START MATERIAL FOR THIS EXERCISE
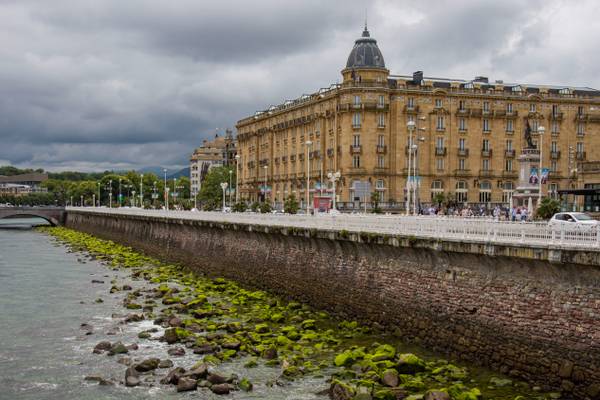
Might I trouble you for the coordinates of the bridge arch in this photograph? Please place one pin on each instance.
(54, 216)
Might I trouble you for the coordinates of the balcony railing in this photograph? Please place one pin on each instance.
(381, 149)
(440, 151)
(355, 149)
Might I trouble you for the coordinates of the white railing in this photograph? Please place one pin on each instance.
(479, 230)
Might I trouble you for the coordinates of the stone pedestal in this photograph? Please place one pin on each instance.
(527, 193)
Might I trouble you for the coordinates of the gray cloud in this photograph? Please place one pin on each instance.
(106, 84)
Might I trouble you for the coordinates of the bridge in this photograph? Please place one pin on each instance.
(54, 215)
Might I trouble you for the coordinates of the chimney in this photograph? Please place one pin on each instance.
(417, 77)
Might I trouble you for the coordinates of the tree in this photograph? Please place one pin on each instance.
(439, 198)
(290, 205)
(547, 208)
(211, 191)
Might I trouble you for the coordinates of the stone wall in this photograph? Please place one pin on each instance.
(520, 315)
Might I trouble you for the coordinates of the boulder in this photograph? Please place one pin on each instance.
(176, 351)
(390, 378)
(170, 336)
(102, 347)
(186, 384)
(436, 395)
(165, 364)
(147, 365)
(216, 379)
(173, 376)
(118, 348)
(221, 388)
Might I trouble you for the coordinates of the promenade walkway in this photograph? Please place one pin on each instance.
(476, 230)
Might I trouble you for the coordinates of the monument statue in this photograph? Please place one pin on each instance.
(530, 144)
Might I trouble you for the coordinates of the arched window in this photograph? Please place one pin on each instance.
(462, 192)
(485, 192)
(436, 187)
(507, 190)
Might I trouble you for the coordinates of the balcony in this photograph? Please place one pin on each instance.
(355, 149)
(557, 116)
(462, 172)
(411, 110)
(440, 151)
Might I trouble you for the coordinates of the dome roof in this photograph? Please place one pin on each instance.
(365, 53)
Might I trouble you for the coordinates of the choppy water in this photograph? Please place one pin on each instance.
(46, 294)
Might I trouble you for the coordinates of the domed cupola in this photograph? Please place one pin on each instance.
(365, 53)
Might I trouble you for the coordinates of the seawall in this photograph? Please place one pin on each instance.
(531, 313)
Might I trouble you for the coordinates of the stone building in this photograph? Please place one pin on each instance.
(468, 135)
(214, 153)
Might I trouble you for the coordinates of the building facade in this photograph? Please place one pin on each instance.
(465, 143)
(214, 153)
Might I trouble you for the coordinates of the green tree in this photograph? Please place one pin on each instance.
(290, 205)
(547, 208)
(211, 191)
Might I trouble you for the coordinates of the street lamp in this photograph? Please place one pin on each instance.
(166, 190)
(411, 125)
(415, 177)
(333, 178)
(237, 178)
(224, 187)
(142, 190)
(308, 145)
(229, 190)
(265, 186)
(541, 131)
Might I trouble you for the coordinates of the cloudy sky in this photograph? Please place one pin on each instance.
(114, 84)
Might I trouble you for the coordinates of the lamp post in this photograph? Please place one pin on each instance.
(333, 178)
(308, 145)
(237, 178)
(141, 190)
(415, 177)
(230, 186)
(541, 131)
(265, 186)
(166, 190)
(224, 187)
(110, 194)
(411, 125)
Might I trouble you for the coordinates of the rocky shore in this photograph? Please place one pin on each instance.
(218, 323)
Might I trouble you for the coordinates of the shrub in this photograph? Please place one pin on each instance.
(547, 208)
(239, 207)
(291, 205)
(265, 208)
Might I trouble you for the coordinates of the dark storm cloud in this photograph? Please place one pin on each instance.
(96, 84)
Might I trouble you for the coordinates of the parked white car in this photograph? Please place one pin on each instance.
(571, 219)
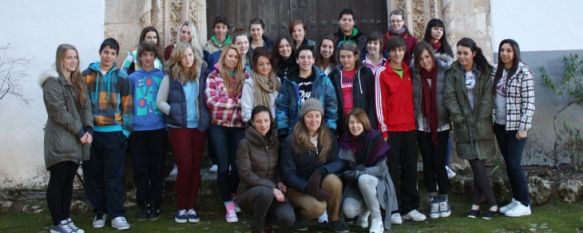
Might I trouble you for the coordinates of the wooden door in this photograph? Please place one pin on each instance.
(320, 16)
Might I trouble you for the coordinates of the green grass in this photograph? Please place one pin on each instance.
(552, 217)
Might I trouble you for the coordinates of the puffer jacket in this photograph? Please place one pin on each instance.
(66, 123)
(472, 132)
(288, 107)
(257, 159)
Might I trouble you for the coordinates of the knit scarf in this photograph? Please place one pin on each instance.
(429, 100)
(263, 86)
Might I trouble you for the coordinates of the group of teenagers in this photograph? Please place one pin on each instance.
(300, 130)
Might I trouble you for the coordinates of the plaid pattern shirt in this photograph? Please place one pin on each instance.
(225, 108)
(519, 99)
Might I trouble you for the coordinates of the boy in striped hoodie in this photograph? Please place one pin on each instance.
(111, 105)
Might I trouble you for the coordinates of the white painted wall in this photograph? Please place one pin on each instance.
(538, 25)
(35, 28)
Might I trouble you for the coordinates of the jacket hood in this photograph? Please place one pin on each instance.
(46, 75)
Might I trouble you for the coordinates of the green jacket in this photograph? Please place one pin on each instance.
(472, 129)
(66, 122)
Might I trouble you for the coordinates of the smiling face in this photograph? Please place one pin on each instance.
(107, 57)
(263, 66)
(354, 126)
(327, 49)
(71, 61)
(397, 22)
(465, 57)
(507, 55)
(299, 33)
(313, 121)
(347, 59)
(426, 61)
(231, 59)
(373, 47)
(185, 34)
(256, 31)
(436, 33)
(151, 37)
(220, 31)
(284, 49)
(242, 43)
(262, 123)
(346, 23)
(188, 58)
(305, 60)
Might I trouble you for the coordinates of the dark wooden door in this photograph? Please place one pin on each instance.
(321, 16)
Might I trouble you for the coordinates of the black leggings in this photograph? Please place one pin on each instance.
(482, 184)
(60, 190)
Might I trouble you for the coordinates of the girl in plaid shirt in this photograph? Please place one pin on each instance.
(223, 98)
(513, 91)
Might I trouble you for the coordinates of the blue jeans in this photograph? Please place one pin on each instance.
(103, 173)
(511, 149)
(225, 140)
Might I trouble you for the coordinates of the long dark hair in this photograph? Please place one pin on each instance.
(445, 48)
(480, 61)
(500, 68)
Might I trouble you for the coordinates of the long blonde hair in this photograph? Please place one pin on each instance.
(176, 70)
(301, 139)
(75, 76)
(239, 72)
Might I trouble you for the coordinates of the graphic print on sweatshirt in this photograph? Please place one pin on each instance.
(145, 95)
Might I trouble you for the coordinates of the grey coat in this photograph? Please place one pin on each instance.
(66, 121)
(472, 128)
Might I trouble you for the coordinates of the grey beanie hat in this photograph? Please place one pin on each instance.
(309, 105)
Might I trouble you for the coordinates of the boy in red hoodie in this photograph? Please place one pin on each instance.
(394, 96)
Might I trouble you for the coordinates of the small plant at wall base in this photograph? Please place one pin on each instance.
(568, 141)
(10, 70)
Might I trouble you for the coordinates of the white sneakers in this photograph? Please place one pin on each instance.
(99, 221)
(376, 226)
(415, 216)
(509, 206)
(363, 219)
(518, 211)
(120, 223)
(450, 173)
(396, 219)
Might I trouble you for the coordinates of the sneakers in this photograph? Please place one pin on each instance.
(63, 227)
(396, 219)
(214, 168)
(230, 212)
(180, 216)
(518, 211)
(323, 218)
(99, 220)
(73, 226)
(434, 208)
(192, 216)
(376, 226)
(120, 223)
(444, 209)
(300, 224)
(363, 219)
(473, 214)
(509, 206)
(339, 227)
(450, 173)
(415, 216)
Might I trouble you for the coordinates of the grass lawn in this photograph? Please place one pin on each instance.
(552, 217)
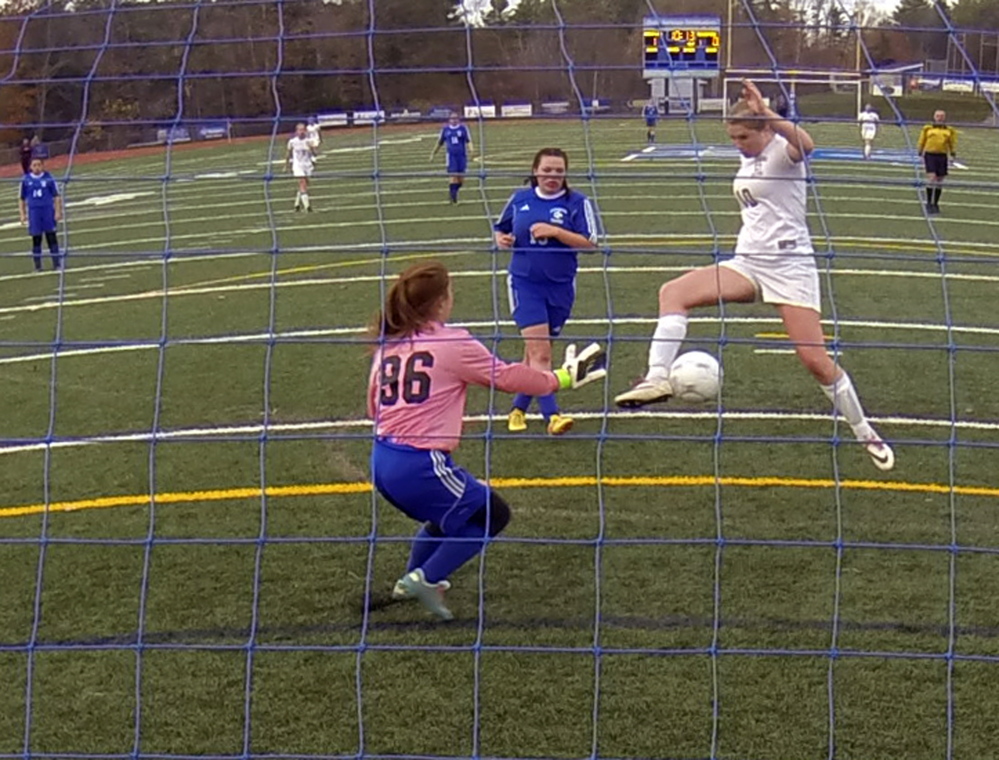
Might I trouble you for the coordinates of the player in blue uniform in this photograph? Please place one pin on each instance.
(545, 225)
(651, 114)
(458, 141)
(41, 211)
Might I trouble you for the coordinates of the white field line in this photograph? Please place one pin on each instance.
(300, 335)
(410, 222)
(84, 231)
(319, 426)
(327, 281)
(140, 264)
(277, 195)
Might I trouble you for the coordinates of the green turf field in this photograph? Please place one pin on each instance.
(672, 583)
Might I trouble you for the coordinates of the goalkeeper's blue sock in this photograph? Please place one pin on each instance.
(426, 541)
(454, 551)
(548, 404)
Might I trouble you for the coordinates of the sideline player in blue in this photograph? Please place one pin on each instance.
(458, 140)
(651, 114)
(545, 225)
(41, 211)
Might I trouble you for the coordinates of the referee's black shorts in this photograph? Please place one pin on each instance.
(936, 163)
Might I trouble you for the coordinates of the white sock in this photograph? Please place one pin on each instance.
(671, 329)
(846, 403)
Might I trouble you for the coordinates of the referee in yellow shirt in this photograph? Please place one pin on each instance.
(937, 142)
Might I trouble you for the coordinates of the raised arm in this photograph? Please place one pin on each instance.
(800, 143)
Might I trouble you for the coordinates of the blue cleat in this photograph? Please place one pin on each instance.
(431, 595)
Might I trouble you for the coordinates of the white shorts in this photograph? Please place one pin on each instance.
(793, 280)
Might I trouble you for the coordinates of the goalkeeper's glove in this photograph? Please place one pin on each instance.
(577, 371)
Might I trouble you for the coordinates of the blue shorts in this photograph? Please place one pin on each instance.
(40, 221)
(532, 303)
(457, 163)
(426, 484)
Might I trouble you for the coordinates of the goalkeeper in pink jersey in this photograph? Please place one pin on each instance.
(419, 378)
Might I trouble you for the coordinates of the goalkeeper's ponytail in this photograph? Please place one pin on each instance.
(413, 301)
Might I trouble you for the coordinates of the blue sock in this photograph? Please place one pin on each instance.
(453, 552)
(426, 541)
(548, 404)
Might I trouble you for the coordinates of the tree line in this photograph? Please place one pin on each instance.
(104, 73)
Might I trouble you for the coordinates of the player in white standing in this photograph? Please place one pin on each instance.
(315, 136)
(301, 160)
(868, 120)
(774, 260)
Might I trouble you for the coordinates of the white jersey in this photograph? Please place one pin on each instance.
(868, 124)
(771, 192)
(301, 152)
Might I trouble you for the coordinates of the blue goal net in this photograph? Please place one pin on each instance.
(207, 202)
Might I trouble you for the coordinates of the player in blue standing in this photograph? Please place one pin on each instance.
(651, 114)
(545, 225)
(458, 142)
(41, 211)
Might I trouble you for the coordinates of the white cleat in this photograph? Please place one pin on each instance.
(644, 392)
(880, 453)
(405, 590)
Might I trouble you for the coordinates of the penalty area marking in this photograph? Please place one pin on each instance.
(362, 487)
(319, 426)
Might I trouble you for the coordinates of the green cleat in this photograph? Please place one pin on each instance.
(414, 586)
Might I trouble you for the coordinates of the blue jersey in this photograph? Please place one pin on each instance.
(546, 260)
(39, 191)
(455, 138)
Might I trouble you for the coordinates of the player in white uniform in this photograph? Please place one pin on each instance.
(773, 260)
(868, 120)
(300, 159)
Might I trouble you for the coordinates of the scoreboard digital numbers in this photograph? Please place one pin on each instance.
(683, 46)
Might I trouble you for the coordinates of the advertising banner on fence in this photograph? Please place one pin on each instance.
(482, 110)
(173, 134)
(369, 117)
(959, 85)
(216, 131)
(335, 119)
(517, 110)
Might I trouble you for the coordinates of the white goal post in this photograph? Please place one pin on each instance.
(793, 80)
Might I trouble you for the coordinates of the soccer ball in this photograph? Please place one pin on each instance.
(695, 377)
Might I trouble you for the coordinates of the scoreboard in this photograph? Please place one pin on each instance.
(682, 46)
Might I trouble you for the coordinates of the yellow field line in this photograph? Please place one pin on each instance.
(665, 241)
(314, 268)
(584, 481)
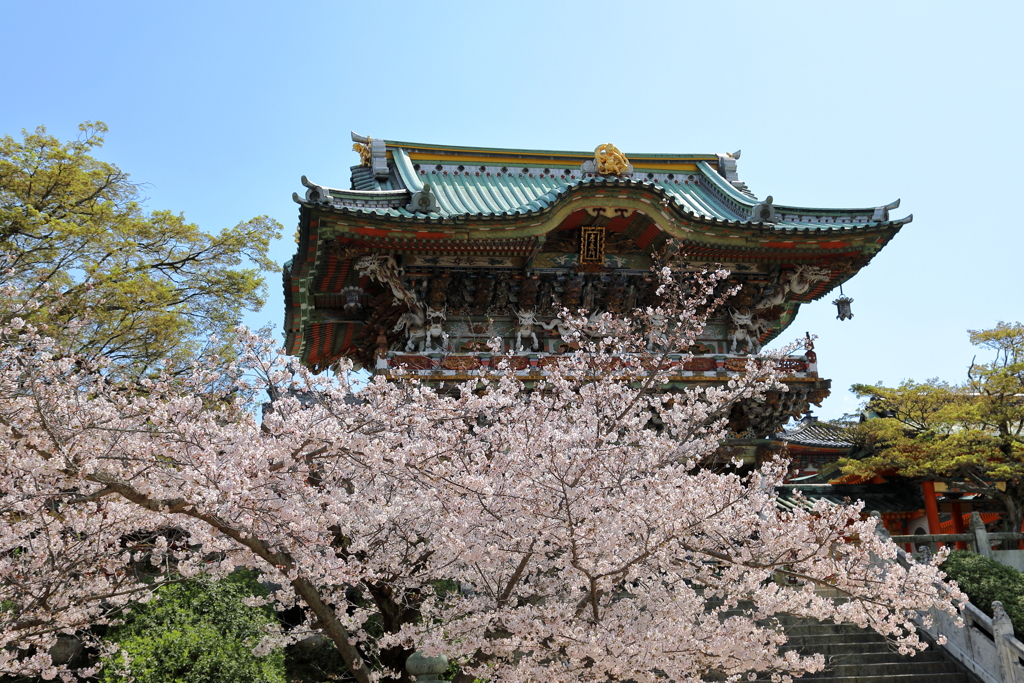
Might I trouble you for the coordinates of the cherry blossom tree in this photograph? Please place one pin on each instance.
(568, 532)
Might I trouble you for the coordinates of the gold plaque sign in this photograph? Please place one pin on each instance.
(592, 246)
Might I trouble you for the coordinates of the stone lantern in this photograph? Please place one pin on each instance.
(843, 304)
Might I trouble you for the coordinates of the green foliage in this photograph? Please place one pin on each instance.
(75, 238)
(198, 632)
(970, 434)
(985, 581)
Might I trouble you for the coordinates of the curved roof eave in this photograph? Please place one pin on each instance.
(567, 193)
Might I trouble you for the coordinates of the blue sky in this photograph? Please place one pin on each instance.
(220, 107)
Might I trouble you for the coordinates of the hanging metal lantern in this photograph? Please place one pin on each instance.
(843, 304)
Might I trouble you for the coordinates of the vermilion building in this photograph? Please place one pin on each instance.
(429, 251)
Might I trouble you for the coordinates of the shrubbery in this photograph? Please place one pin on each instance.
(198, 632)
(984, 580)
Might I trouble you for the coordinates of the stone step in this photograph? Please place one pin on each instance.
(892, 669)
(897, 678)
(885, 657)
(817, 640)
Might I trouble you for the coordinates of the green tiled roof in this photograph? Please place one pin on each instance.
(536, 183)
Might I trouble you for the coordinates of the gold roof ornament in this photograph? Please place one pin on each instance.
(366, 154)
(610, 161)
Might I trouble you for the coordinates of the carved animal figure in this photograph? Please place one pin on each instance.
(573, 289)
(745, 329)
(435, 327)
(382, 268)
(796, 282)
(414, 323)
(610, 161)
(527, 318)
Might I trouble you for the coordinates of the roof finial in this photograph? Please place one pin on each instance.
(610, 161)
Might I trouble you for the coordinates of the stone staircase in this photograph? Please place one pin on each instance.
(860, 655)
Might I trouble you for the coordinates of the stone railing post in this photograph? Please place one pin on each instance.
(982, 545)
(427, 670)
(1003, 629)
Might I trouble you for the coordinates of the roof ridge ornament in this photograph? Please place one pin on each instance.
(315, 194)
(424, 201)
(765, 212)
(373, 154)
(727, 169)
(607, 161)
(881, 214)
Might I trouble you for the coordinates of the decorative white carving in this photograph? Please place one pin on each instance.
(795, 282)
(382, 268)
(745, 329)
(527, 318)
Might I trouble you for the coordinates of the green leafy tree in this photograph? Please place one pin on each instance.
(74, 237)
(970, 435)
(198, 632)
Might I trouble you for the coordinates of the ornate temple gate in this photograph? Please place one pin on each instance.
(434, 251)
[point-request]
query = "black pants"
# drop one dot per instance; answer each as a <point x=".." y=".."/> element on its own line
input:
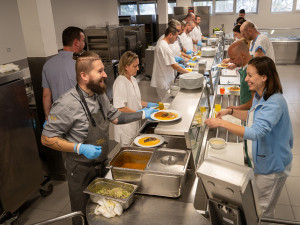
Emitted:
<point x="79" y="175"/>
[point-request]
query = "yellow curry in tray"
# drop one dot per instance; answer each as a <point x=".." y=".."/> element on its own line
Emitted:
<point x="165" y="115"/>
<point x="148" y="141"/>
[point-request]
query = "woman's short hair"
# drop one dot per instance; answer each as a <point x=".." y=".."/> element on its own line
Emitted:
<point x="240" y="20"/>
<point x="126" y="59"/>
<point x="84" y="62"/>
<point x="237" y="28"/>
<point x="266" y="66"/>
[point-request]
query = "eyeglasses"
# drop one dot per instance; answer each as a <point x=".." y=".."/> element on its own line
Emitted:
<point x="76" y="55"/>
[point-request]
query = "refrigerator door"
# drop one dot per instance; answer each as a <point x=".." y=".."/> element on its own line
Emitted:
<point x="20" y="167"/>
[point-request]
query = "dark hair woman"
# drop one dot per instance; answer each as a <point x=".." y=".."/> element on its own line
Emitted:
<point x="268" y="132"/>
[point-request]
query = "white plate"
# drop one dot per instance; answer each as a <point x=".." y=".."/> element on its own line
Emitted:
<point x="168" y="110"/>
<point x="161" y="140"/>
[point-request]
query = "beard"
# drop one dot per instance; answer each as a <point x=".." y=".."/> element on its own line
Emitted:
<point x="97" y="87"/>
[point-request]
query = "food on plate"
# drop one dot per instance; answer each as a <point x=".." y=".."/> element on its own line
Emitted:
<point x="149" y="141"/>
<point x="165" y="115"/>
<point x="192" y="64"/>
<point x="117" y="192"/>
<point x="234" y="88"/>
<point x="160" y="106"/>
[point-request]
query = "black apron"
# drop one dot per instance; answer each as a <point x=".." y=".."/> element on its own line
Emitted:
<point x="80" y="170"/>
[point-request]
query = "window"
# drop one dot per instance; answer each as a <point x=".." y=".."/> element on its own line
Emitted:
<point x="250" y="6"/>
<point x="282" y="6"/>
<point x="223" y="6"/>
<point x="147" y="9"/>
<point x="205" y="3"/>
<point x="128" y="9"/>
<point x="298" y="5"/>
<point x="171" y="7"/>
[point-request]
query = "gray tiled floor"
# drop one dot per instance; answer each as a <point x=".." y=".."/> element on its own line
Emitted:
<point x="288" y="207"/>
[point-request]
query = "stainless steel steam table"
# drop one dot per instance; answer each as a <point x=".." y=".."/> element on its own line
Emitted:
<point x="152" y="210"/>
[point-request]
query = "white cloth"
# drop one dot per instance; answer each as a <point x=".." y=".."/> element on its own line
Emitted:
<point x="196" y="35"/>
<point x="186" y="41"/>
<point x="262" y="42"/>
<point x="163" y="73"/>
<point x="108" y="208"/>
<point x="126" y="94"/>
<point x="175" y="48"/>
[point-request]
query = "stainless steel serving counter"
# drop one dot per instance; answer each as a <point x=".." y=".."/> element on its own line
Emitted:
<point x="186" y="102"/>
<point x="154" y="210"/>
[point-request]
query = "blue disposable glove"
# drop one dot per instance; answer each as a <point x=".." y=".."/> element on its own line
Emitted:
<point x="151" y="104"/>
<point x="89" y="151"/>
<point x="178" y="59"/>
<point x="199" y="43"/>
<point x="182" y="66"/>
<point x="140" y="110"/>
<point x="148" y="113"/>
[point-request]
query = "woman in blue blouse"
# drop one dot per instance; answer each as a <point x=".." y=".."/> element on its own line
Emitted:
<point x="268" y="132"/>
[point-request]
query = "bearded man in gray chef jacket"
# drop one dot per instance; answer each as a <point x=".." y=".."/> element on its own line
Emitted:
<point x="78" y="124"/>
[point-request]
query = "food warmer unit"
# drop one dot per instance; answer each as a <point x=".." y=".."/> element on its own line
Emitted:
<point x="286" y="44"/>
<point x="20" y="167"/>
<point x="184" y="138"/>
<point x="108" y="42"/>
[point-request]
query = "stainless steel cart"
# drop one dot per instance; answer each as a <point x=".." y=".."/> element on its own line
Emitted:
<point x="70" y="215"/>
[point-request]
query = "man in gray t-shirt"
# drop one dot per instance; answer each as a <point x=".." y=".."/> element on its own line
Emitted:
<point x="59" y="74"/>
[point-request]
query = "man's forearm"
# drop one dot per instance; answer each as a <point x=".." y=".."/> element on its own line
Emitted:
<point x="128" y="117"/>
<point x="58" y="143"/>
<point x="179" y="68"/>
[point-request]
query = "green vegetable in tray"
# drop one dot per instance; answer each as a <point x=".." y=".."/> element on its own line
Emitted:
<point x="116" y="192"/>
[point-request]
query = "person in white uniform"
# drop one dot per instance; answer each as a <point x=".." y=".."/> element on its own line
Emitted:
<point x="260" y="44"/>
<point x="196" y="33"/>
<point x="185" y="38"/>
<point x="269" y="132"/>
<point x="165" y="64"/>
<point x="189" y="17"/>
<point x="127" y="97"/>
END MATERIAL FOR THIS EXERCISE
**ABOUT THIS EXERCISE:**
Please filter the entries above down to the lines holding "steel" and copy them.

**RESULT OF THE EXERCISE:**
query = "stainless steel steam table"
query = "stainless steel serving counter"
query = "stainless steel cart"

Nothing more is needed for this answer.